◆ **Stated problem**
From the records below, extract every line that contains the string "shirt", and copy each one in full. Matching is case-sensitive.

◆ **Extracted records**
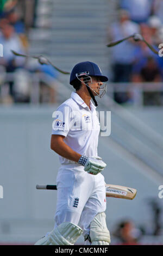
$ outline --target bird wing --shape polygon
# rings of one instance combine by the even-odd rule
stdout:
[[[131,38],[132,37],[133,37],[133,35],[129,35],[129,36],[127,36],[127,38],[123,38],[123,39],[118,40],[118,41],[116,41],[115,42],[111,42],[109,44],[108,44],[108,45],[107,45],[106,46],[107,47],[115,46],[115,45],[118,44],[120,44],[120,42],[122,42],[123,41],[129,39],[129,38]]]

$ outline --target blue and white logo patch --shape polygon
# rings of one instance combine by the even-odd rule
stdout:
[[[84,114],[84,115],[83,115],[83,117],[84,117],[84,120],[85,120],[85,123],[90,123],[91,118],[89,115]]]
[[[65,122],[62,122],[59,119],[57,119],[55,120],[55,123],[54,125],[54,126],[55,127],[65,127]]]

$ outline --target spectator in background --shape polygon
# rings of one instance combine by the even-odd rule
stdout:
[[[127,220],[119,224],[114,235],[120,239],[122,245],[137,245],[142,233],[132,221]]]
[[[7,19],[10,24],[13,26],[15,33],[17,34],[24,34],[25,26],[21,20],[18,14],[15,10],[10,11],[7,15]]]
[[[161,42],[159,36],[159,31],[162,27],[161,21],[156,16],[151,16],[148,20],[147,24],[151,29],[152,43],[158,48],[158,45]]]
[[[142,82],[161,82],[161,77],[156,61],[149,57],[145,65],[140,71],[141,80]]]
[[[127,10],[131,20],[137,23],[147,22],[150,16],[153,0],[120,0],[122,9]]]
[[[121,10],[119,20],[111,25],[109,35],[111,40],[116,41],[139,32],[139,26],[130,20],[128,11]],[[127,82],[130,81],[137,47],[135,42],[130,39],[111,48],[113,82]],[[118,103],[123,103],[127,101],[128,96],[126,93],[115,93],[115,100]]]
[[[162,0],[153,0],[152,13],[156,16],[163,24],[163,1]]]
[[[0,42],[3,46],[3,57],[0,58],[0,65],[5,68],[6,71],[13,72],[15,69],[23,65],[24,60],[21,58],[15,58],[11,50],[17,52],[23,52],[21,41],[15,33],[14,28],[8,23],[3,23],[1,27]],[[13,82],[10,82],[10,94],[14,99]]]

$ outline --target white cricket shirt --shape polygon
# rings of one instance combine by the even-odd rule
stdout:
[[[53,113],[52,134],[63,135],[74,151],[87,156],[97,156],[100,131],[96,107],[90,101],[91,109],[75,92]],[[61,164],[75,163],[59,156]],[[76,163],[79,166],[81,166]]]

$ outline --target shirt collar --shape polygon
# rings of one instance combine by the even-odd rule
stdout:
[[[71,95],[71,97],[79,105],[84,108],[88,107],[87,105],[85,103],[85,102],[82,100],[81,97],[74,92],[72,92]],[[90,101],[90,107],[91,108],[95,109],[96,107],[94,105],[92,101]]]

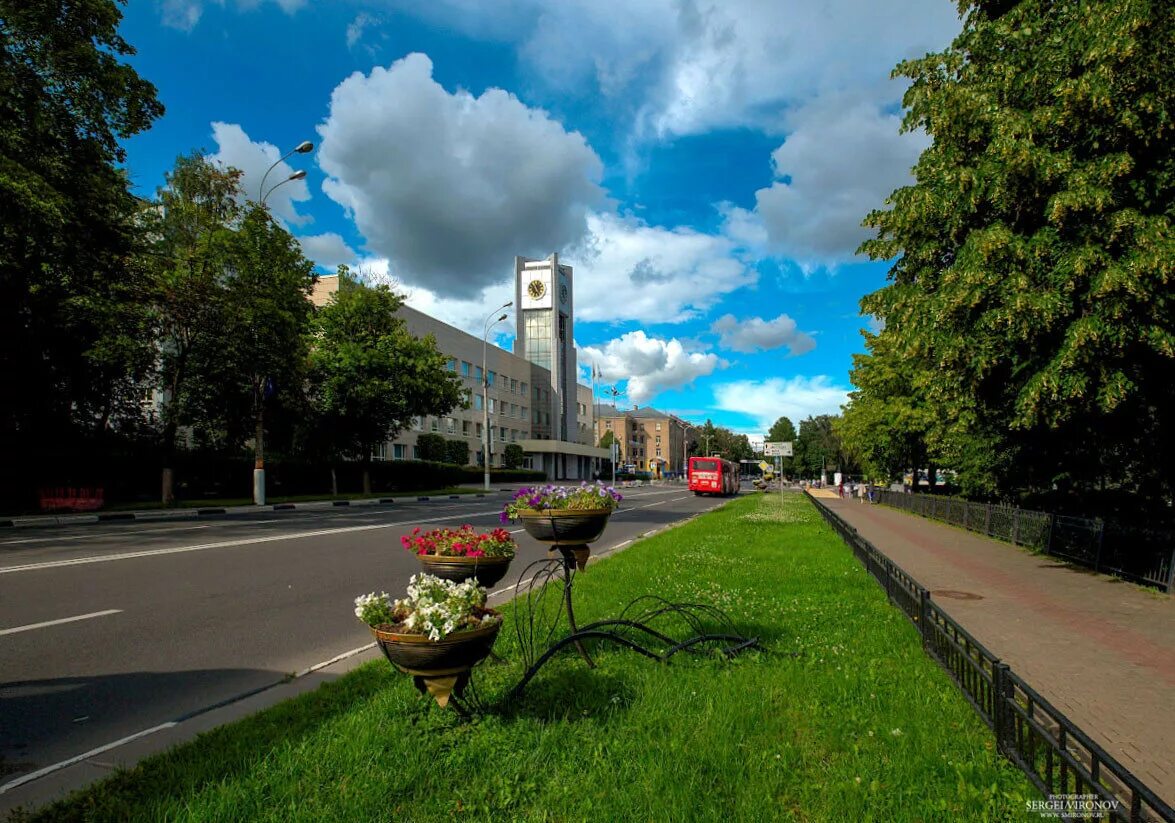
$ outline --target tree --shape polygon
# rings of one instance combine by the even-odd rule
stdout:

◆ **Reply to the task**
$ outline --target white cricket shirt --shape polygon
$ outline --target shirt collar --shape polygon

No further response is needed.